[Begin]

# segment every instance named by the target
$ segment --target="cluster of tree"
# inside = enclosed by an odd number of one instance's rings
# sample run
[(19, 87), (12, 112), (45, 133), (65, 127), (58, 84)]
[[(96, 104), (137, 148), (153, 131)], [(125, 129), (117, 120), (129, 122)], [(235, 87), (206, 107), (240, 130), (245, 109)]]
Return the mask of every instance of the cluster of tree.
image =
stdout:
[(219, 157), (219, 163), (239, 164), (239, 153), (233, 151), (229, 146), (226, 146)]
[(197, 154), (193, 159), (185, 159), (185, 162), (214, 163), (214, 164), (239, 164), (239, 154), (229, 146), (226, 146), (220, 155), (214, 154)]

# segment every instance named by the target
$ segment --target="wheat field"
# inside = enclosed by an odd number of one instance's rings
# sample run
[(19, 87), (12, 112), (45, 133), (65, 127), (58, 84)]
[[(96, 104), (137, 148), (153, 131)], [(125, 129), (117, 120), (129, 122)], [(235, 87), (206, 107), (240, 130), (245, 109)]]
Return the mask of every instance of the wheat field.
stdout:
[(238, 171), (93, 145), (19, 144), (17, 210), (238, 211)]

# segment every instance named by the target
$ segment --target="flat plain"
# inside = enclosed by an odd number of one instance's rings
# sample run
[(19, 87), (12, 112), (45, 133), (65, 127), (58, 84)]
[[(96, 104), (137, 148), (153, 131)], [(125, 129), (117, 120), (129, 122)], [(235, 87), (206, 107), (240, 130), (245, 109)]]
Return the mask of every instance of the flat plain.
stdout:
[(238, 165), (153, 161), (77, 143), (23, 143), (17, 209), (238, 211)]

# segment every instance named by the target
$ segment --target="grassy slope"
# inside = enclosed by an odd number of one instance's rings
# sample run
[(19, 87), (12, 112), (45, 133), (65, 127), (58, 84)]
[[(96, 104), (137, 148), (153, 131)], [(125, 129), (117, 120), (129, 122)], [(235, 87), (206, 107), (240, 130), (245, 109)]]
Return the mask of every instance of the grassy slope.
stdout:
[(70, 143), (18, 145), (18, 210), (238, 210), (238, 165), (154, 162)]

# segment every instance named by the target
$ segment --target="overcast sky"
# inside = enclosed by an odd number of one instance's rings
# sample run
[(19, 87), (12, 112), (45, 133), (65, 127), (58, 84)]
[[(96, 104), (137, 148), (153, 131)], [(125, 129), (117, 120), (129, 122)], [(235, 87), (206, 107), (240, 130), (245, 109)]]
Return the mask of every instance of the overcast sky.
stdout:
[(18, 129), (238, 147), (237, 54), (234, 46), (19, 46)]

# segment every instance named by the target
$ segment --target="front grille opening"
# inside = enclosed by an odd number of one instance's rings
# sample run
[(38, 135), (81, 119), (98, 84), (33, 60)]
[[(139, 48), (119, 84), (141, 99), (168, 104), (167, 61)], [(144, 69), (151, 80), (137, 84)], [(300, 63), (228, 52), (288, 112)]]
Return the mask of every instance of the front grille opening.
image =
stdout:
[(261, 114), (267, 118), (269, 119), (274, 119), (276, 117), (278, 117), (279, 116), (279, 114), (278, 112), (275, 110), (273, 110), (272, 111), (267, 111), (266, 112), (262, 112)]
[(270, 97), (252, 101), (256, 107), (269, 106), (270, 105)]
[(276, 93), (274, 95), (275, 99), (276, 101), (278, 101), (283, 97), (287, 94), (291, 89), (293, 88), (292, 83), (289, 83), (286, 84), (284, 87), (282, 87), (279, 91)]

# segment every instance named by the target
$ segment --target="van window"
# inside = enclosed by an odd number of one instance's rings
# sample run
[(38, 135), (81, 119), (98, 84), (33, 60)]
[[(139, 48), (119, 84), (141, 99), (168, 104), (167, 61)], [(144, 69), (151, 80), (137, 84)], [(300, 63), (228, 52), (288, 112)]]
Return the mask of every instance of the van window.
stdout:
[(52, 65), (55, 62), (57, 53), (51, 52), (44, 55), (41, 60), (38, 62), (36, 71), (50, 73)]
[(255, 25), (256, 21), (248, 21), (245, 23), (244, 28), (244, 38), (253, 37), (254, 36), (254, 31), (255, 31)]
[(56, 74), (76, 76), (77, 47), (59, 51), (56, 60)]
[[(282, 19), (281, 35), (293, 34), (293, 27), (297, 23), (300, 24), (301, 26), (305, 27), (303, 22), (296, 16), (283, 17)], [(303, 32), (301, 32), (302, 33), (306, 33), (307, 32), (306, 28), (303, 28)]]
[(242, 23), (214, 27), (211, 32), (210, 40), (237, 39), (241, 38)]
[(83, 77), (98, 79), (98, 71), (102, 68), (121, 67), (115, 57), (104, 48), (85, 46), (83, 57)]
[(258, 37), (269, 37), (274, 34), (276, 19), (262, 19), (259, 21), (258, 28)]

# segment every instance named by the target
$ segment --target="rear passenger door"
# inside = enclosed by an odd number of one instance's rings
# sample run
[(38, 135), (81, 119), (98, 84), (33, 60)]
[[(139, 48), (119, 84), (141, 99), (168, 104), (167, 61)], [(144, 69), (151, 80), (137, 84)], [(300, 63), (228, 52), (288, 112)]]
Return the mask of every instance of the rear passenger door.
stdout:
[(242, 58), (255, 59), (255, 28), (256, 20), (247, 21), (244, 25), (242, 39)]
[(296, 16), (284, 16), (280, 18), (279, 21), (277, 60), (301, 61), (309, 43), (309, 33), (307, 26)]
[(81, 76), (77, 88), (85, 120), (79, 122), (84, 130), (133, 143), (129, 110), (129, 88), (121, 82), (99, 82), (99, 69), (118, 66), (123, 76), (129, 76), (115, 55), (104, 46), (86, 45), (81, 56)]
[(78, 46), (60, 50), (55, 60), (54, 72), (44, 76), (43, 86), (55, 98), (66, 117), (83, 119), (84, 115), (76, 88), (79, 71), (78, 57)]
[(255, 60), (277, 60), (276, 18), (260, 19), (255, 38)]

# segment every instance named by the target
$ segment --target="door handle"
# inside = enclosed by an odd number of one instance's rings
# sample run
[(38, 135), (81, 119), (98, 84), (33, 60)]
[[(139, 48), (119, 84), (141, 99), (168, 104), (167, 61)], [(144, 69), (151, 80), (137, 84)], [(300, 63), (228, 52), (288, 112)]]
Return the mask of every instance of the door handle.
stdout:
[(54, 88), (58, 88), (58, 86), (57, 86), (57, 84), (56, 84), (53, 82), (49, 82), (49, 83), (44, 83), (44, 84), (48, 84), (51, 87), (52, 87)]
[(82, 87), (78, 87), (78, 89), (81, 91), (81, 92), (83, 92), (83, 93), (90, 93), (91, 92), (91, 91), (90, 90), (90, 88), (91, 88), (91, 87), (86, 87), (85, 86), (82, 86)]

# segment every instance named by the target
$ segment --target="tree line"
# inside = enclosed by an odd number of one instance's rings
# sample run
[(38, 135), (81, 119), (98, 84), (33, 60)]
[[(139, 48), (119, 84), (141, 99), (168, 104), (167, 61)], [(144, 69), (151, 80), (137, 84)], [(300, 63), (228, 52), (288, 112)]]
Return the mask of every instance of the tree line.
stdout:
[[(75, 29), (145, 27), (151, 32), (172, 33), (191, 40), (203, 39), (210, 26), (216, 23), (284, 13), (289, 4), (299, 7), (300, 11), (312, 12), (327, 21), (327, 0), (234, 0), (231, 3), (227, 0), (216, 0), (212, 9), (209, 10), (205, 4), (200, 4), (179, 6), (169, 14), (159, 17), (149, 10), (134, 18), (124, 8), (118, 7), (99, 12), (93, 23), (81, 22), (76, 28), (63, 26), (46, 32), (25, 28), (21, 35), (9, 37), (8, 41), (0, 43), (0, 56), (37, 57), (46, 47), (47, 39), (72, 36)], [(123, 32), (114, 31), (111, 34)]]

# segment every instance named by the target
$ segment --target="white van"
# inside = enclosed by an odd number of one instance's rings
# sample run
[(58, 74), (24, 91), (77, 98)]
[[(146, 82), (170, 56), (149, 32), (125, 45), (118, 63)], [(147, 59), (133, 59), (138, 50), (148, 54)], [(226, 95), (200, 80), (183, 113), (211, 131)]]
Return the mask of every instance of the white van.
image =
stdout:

[End]
[Begin]

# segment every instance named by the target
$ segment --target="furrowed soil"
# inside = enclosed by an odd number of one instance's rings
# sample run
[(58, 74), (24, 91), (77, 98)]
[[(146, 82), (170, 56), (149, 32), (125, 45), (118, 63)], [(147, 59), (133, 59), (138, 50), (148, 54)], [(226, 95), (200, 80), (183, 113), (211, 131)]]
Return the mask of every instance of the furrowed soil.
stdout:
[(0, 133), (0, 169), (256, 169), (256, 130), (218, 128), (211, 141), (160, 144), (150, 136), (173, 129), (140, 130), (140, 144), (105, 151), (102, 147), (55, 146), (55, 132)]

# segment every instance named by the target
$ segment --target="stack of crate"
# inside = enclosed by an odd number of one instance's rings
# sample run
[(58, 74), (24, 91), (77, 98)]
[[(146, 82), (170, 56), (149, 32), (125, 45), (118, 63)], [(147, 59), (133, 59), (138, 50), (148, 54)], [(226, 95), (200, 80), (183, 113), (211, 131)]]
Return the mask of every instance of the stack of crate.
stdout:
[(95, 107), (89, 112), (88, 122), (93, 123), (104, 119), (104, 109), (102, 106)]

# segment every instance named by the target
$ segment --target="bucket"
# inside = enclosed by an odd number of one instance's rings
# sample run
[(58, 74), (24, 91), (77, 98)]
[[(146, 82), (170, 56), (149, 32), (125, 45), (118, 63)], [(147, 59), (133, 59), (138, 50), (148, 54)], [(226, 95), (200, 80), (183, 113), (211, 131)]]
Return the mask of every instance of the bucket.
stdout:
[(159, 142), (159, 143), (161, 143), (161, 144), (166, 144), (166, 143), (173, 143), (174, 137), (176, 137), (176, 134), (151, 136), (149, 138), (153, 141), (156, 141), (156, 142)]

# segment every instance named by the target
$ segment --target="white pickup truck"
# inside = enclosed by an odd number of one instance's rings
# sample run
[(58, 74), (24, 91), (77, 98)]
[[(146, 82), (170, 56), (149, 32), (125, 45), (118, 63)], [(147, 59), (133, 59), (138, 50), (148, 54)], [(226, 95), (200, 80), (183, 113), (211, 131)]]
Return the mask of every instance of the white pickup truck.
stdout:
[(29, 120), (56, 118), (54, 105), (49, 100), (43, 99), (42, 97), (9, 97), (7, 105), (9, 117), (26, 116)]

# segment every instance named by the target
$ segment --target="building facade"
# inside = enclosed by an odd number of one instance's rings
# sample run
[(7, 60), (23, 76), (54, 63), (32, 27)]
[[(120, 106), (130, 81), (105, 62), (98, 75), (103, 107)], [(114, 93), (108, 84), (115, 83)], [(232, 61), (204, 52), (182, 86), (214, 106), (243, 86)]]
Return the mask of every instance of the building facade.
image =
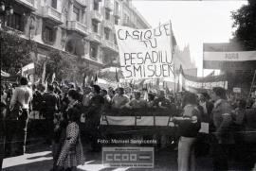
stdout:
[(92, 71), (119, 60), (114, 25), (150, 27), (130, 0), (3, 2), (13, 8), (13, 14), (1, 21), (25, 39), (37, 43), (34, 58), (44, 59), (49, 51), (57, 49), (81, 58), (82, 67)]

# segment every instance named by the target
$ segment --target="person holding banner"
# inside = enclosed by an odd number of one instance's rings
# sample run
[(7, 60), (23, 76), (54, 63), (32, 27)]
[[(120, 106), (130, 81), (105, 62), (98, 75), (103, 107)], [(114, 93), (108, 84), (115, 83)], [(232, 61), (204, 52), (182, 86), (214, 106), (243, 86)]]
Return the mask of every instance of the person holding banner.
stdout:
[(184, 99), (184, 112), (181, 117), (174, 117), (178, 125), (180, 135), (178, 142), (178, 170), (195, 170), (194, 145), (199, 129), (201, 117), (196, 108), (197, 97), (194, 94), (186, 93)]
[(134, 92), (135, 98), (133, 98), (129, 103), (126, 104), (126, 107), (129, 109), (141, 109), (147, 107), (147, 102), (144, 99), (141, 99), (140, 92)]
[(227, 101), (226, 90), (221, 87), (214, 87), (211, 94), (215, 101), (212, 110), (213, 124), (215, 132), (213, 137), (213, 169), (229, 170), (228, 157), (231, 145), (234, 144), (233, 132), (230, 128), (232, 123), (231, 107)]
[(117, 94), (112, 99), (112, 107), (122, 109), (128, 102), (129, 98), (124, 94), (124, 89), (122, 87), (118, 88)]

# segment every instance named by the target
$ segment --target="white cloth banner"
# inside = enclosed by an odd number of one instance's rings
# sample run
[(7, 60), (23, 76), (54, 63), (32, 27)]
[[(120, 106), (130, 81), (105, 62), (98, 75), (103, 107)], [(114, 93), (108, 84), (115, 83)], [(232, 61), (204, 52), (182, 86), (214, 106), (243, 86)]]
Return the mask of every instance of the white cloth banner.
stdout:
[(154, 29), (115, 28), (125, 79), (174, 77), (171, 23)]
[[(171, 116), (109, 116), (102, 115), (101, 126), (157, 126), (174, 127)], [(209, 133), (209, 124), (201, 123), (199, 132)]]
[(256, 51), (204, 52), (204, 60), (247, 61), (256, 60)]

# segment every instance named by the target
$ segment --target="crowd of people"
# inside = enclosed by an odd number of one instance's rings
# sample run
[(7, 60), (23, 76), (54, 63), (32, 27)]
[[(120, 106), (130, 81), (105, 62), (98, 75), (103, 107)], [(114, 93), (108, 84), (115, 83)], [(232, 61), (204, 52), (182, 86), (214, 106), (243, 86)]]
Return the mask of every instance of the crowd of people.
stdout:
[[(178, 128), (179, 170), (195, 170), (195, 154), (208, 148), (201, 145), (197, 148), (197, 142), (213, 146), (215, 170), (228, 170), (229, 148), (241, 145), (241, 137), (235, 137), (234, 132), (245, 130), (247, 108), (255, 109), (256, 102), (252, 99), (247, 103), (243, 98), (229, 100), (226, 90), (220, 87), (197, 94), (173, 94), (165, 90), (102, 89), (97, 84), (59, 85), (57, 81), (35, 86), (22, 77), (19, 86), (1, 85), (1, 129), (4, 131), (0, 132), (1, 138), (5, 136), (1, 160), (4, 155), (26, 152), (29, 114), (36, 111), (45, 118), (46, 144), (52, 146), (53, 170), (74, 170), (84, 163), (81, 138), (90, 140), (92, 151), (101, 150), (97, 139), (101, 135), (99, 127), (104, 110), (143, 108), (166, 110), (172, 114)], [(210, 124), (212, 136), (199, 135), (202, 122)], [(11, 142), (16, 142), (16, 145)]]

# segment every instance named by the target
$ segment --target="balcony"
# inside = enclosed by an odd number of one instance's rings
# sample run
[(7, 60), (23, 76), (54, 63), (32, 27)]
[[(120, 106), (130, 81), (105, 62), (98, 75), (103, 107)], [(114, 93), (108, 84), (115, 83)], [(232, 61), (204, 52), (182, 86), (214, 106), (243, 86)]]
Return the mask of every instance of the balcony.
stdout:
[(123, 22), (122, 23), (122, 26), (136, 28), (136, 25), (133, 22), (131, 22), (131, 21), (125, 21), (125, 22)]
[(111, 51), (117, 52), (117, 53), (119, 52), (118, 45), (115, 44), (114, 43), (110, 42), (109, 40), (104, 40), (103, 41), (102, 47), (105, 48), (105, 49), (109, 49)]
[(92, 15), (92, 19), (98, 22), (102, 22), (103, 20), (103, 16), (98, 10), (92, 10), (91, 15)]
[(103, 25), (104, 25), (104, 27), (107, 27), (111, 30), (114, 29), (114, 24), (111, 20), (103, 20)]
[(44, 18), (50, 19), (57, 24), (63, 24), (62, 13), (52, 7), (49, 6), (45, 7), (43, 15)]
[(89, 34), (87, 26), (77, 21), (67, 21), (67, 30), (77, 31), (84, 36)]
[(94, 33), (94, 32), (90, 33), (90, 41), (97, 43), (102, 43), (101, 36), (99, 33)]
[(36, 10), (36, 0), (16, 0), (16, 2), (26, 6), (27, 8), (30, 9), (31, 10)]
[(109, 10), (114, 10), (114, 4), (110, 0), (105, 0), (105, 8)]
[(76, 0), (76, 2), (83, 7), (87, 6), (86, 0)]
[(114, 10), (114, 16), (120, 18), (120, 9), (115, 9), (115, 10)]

[End]

- Written problem
Identify every row above that contains the string "building" and copy each of those rows in full. Matching is case-sensitive.

- Complete answer
$ segment --target="building facade"
Return the mask of every instance of the building facade.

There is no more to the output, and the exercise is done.